╭─ TESTO CITATO
La retribuzione mensile netta a un anno dal titolo è, in media, pari a 1.107 euro per i laureati di primo livello e 1.153 euro per i laureati magistrali biennali. Seppure rispetto allo scorso anno non si registrino variazioni di rilievo, nell’ultimo quadriennio le retribuzioni reali (ovvero che tengono conto del mutato potere d’acquisto) percepite dai laureati ad un anno risultano in aumento: +9,7% per i laureati di primo livello, +9,9% punti percentuali per i magistrali biennali. L’incremento evidenziato non è però ancora in grado di colmare la significativa perdita retributiva registrata nel periodo 2008-2013 (-23,2% per il primo livello, -19,5% per i magistrali biennali).
╰─
COMPITI DA SVOLGERE:
1. Secondo il testo sulle retribuzioni dei laureati, a quanto ammonta in media la retribuzione mensile netta a un anno dal titolo per i laureati magistrali biennali?
2. Estrai dal testo sulle retribuzioni dei laureati il passo che comincia con le parole che contengono "La retribuzione mensile" e termina con "i magistrali biennali).".
Per rispondere usa soltanto il testo.
╭─ SEZIONE DATI
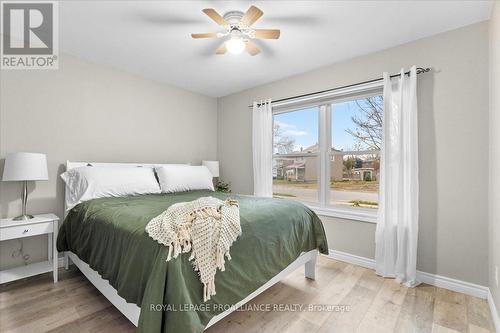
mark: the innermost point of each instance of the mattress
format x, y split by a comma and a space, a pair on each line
109, 235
╰─
RISPOSTE AI COMPITI:
1. 1.153 euro.

2.
La retribuzione mensile netta a un anno dal titolo è, in media, pari a 1.107 euro per i laureati di primo livello e 1.153 euro per i laureati magistrali biennali. Seppure rispetto allo scorso anno non si registrino variazioni di rilievo, nell’ultimo quadriennio le retribuzioni reali (ovvero che tengono conto del mutato potere d’acquisto) percepite dai laureati ad un anno risultano in aumento: +9,7% per i laureati di primo livello, +9,9% punti percentuali per i magistrali biennali. L’incremento evidenziato non è però ancora in grado di colmare la significativa perdita retributiva registrata nel periodo 2008-2013 (-23,2% per il primo livello, -19,5% per i magistrali biennali).